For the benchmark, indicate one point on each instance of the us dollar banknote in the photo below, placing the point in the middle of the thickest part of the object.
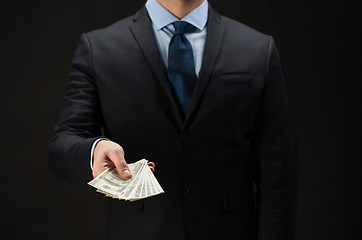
(142, 184)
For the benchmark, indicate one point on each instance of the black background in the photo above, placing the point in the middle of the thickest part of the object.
(320, 49)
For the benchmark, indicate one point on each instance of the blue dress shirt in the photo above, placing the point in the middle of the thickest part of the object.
(162, 21)
(163, 28)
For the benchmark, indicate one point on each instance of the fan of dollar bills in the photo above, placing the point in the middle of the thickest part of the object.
_ _ _ _ _
**Problem**: Starting with the line containing "of the black" and going on through the end of the records, write out those lines again with their requests. Scale every point coordinate in the answers by 0.85, rounding to whole numbers with halves rounded up.

**Task answer**:
For the benchmark, indicate one point on each instance of the black background in the photo above, placing the point in the middle of the thickest part of the object.
(272, 42)
For the benchmark, indicate one point on each instance of the blue dress shirt in the photo above, placing the point in the middle of the thickest part of the object.
(138, 18)
(139, 24)
For the benchmark, indicate one point on each instance of the fan of dollar bills in the photo above, placing the point in the middle of the thickest part of the object.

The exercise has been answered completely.